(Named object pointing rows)

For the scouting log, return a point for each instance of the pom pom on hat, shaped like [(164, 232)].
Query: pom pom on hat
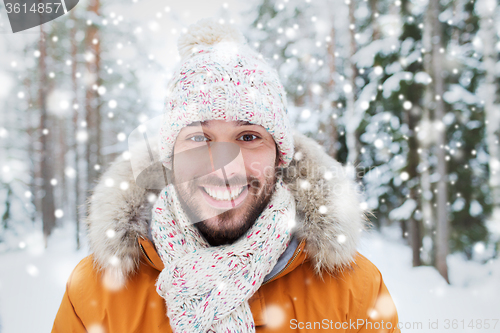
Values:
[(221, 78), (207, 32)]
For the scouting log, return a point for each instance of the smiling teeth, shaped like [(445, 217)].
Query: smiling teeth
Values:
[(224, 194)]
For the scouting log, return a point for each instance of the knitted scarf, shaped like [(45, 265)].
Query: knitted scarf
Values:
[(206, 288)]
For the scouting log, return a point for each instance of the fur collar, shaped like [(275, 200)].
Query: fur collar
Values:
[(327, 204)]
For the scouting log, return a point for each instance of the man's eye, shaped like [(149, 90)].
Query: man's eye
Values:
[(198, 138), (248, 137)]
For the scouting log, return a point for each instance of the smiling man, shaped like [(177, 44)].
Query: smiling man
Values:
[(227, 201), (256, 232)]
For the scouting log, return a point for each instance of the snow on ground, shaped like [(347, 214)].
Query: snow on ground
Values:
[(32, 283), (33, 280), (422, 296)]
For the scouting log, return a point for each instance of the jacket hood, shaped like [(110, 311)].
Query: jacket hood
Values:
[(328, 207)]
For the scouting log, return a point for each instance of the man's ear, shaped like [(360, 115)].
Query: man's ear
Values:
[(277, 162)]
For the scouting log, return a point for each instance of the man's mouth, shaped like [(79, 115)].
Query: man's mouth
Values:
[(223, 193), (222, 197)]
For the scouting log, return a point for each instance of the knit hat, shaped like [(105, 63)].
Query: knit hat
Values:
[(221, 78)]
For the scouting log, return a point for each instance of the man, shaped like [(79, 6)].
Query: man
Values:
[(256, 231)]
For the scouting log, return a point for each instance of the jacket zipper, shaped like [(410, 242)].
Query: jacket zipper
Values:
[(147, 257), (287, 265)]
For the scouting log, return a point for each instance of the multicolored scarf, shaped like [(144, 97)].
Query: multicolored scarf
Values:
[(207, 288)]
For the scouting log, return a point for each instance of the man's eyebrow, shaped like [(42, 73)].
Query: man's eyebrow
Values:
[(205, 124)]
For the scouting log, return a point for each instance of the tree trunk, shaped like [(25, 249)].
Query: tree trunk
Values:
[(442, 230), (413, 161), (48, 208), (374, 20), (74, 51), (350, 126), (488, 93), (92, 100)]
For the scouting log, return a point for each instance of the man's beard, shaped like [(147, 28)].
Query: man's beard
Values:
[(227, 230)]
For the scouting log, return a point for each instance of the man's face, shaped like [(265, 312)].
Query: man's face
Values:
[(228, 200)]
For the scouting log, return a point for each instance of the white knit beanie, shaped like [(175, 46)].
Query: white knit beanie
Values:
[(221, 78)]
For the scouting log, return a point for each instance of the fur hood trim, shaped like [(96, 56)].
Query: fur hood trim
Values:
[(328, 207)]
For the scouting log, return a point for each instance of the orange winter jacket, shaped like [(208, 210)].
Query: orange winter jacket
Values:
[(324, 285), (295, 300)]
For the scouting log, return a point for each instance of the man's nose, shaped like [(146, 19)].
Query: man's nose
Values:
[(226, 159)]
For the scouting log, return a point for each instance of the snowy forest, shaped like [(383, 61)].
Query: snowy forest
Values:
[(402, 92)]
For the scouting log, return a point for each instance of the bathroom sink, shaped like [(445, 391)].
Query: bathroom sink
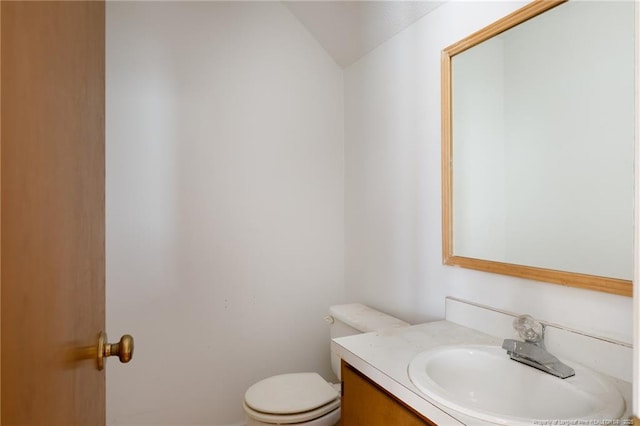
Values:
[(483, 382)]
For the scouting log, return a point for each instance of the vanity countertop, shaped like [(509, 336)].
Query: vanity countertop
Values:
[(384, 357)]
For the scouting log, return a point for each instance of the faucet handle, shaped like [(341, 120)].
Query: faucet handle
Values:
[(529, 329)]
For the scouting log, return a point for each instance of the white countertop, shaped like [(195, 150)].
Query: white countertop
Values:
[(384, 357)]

> **Instructions to follow**
Switch "scouting log" to "survey record" throughout all the rows above, leaving every other word unchanged. Omit the pictures from your version.

> **Full answer**
For the survey record, return a point for each instance of the pom pom on hat, shaped like [(164, 232)].
Query: pom pom on hat
Values:
[(221, 78), (207, 32)]
For the survey record, return a point for each instance of the smiling teeth, shaped like [(445, 217)].
Query: smiling teeth
Values:
[(224, 194)]
For the survey record, return a point for each instance of the knitted scarf, shaped like [(45, 265)].
Query: knitted scarf
Values:
[(206, 288)]
For the survey record, return a point for each instance of the fur collar, shaped like [(275, 200)].
Query: fur collar
Values:
[(327, 204)]
For the survey record, return a point for each instance of the man's eye, shaped like [(149, 90)].
Query: man's eye
Values:
[(198, 138), (248, 137)]
For the survey record, return a point for each instance of the smiling man, shaped like [(177, 44)].
Query: smiling man
Values:
[(227, 201), (256, 232)]
For the survey record, return a point for each instance of the snow on ground, shaped like [(347, 214)].
Query: snow on ground
Values:
[(32, 283), (33, 280), (422, 296)]
For the survey record, return a point for each instance of the jacket hood, shaped like [(110, 311)].
Query: jacket hood
Values:
[(328, 207)]
For the survey record, return a point for each instance of the man's ear, shaped like [(360, 115)].
Query: man's ear
Values:
[(277, 162)]
For the survey record, return a point for each instance of the man's mouth, shaped like [(79, 115)].
Query: man's mouth
Values:
[(223, 193), (222, 197)]
For the survey record, return a point for each instance of the knit hat, shaped like [(105, 63)].
Query: knit hat
Values:
[(221, 78)]
For the survey record, return a point for each instance of the man, shaped like [(79, 6)].
Query: man
Values:
[(256, 231)]
For the survey record, return a point for each instance of the jacket zipper, shaped like [(410, 242)].
Query: jacket zipper
Values:
[(147, 257), (287, 265)]
For the survey record, return a point for each instance of the multicolored scarf, shaped like [(144, 97)].
Query: multicolored scarf
Values:
[(207, 288)]
For the survey record, return a point for each instance of the man's eyebrow, shaped like [(42, 73)].
Query: man's eyebrow
Values:
[(205, 124)]
For the survey record, return a point for each instance of the tree trunk, shaped like [(25, 249)].
Query: tree trunk
Values:
[(442, 230), (413, 161), (48, 208), (374, 20), (74, 51), (350, 126), (488, 93), (92, 100)]
For the survey record, return a point for each instance of the man's beard, shaped like [(147, 28)].
Query: man's beard
Values:
[(227, 230)]
For the survey record, return a point for each instance of the man's face, shaped like [(265, 312)].
Query: man's face
Values:
[(228, 200)]
For the survey record, return a point for each instance of the white knit beanie, shaped like [(175, 46)].
Query: white knit beanie
Values:
[(221, 78)]
For the survey record, return a point for each instance of the fur hood trim, shaped like [(96, 56)].
Query: fur hood trim
Values:
[(328, 207)]
For the survey record, return a point for each instance of the orange winter jacket, shaped like [(208, 210)].
Query: orange winter jacket
Values:
[(324, 285), (295, 300)]
For the survey record, return a point for each instance of the man's nose, shaped like [(146, 19)].
Query: man's nose
Values:
[(226, 159)]
For the survey record, return a point for each instance of the snowy forest, shaped like [(383, 61)].
Query: snowy forest
Values:
[(402, 92)]
For the survey record, return a point for each instance of the bathroom sink, shaped like [(445, 391)].
Query: bathroom sink
Values:
[(483, 382)]
For the survey record, return a point for each instance of the vanity countertop, shaped like [(509, 336)].
Query: vanity countertop
Values:
[(384, 357)]
For the survey record, return a point for each instance of the faucet handle, shaped like [(341, 120)].
Query: faucet handle
Values:
[(529, 329)]
For the survey record, return a point for each instance of the white countertop, shaped like [(195, 150)].
Query: white countertop
Values:
[(384, 357)]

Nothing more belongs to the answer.